Task statement = Entries follow. Give back exactly the lines starting at the one containing "Sample call — query is: green shrub" and ending at the one containing "Sample call — query is: green leaf", and no other lines.

Referring expression grounding data =
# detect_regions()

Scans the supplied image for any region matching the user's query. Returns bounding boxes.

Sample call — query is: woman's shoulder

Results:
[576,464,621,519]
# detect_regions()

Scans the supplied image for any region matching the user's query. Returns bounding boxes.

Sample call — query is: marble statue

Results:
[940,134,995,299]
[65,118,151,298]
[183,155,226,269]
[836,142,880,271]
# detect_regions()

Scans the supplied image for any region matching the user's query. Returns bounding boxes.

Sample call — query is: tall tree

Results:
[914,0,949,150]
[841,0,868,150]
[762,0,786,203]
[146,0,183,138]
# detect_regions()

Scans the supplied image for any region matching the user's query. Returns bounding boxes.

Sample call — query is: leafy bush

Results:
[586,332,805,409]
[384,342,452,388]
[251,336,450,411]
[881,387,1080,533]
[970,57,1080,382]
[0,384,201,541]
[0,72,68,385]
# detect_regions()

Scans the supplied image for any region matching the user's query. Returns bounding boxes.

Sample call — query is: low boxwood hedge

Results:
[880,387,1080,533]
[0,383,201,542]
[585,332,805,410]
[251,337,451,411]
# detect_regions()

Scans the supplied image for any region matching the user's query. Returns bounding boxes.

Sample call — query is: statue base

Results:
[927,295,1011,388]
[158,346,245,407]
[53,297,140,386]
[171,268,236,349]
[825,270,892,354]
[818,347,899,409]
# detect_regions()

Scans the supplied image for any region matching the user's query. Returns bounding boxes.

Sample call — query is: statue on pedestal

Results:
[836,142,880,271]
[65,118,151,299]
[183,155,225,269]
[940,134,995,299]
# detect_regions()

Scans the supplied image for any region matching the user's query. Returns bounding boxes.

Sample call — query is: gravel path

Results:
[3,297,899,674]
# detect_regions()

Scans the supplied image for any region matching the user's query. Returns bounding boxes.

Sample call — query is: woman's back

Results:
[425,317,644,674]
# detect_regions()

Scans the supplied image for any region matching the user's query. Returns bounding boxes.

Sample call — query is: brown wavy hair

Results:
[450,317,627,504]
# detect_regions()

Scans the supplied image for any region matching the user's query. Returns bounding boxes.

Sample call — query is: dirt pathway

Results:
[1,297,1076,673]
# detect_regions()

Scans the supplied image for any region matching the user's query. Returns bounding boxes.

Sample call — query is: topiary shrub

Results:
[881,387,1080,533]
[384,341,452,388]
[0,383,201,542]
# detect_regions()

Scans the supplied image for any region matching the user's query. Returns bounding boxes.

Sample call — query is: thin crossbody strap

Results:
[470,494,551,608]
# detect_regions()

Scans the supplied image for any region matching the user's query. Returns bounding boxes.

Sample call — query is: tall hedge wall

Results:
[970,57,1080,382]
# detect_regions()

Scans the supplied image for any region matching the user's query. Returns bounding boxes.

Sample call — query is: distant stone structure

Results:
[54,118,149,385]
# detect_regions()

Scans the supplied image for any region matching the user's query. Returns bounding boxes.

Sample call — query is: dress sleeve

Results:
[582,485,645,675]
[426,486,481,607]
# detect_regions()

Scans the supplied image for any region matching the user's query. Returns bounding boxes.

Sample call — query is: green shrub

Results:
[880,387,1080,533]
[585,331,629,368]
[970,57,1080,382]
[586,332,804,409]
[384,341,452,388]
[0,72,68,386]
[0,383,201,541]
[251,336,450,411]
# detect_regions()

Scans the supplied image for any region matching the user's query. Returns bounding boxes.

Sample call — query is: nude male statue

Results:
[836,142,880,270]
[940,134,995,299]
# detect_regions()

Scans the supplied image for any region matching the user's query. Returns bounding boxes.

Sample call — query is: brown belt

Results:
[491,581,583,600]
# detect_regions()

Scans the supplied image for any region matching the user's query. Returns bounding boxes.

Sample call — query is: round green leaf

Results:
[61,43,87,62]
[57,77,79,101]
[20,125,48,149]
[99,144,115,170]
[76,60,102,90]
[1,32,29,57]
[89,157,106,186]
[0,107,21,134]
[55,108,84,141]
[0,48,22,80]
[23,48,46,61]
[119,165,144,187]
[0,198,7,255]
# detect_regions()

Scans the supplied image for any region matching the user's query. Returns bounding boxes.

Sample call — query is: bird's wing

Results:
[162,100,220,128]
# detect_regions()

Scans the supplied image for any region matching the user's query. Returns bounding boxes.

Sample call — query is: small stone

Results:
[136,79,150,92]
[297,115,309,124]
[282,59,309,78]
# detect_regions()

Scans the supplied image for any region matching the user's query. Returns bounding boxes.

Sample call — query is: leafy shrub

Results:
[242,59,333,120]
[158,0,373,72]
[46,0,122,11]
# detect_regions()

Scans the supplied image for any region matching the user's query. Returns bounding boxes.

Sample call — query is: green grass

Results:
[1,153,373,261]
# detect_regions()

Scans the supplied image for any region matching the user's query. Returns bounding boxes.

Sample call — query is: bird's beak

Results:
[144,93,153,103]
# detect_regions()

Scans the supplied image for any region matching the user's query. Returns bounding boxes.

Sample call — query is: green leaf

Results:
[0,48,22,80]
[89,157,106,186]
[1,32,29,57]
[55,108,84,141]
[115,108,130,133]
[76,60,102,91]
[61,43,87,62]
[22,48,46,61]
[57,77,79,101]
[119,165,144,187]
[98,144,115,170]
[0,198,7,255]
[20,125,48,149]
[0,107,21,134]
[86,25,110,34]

Answer to the exercise =
Sample call — query is: green shrub

Results:
[880,387,1080,533]
[585,331,629,368]
[970,57,1080,382]
[586,332,804,409]
[384,341,452,388]
[0,72,68,386]
[0,383,201,541]
[251,336,450,411]
# detect_regions()

Scans the supplied image for any region matching the user's query. Returns bounding boxes.

Sample call — query is: nude male statue

Results:
[836,142,880,270]
[940,134,995,299]
# detect_regions()

Scans the supplied image for any region matching the user's query. Returns bounding boxes.

Sample call — query is: brown belt

Results:
[491,581,583,600]
# detect_regions()

Scans the supplied image for any region matching the user's query. Returns bounding boxes.

Sample call — query is: round green leaf

Results:
[61,43,87,62]
[57,77,79,101]
[20,125,48,149]
[99,144,115,170]
[76,60,102,90]
[1,32,29,57]
[89,157,106,186]
[0,107,21,134]
[55,108,84,141]
[0,48,22,80]
[23,48,46,61]
[119,165,144,187]
[0,198,7,255]
# detect_regions()

Scans the supplied image for any region matching the user's query. Returns bounding boxes.

Sample call — query is: bird's wing

Results:
[162,100,220,128]
# detect_regions()

Scans the supplied image for any region matching the user's query. Returns bounding boxes.

Sample call — query is: small stone

Results:
[136,79,150,92]
[297,115,309,124]
[282,59,309,78]
# detect_regions()

Scans the supplied image for any region matching the user's query. Returns bounding boxes.

Sample call — query is: leafy shrub

Results:
[242,59,333,120]
[158,0,373,72]
[46,0,122,11]
# detect_regions()

Scans the supplied image for any region matching the user's query. Returns bounding boxes.

Sample call — query is: green grass

Results:
[1,153,373,261]
# detect_regions()

Scans the supplied image for any region matching the user's query. Returns bounding boxes.

Sample call — query is: bird's beak

Results:
[144,93,153,103]
# detect_regions()

Scans the supplied image for any region matching the user's query. Returns bounding boxes.

Sample call — query is: green leaf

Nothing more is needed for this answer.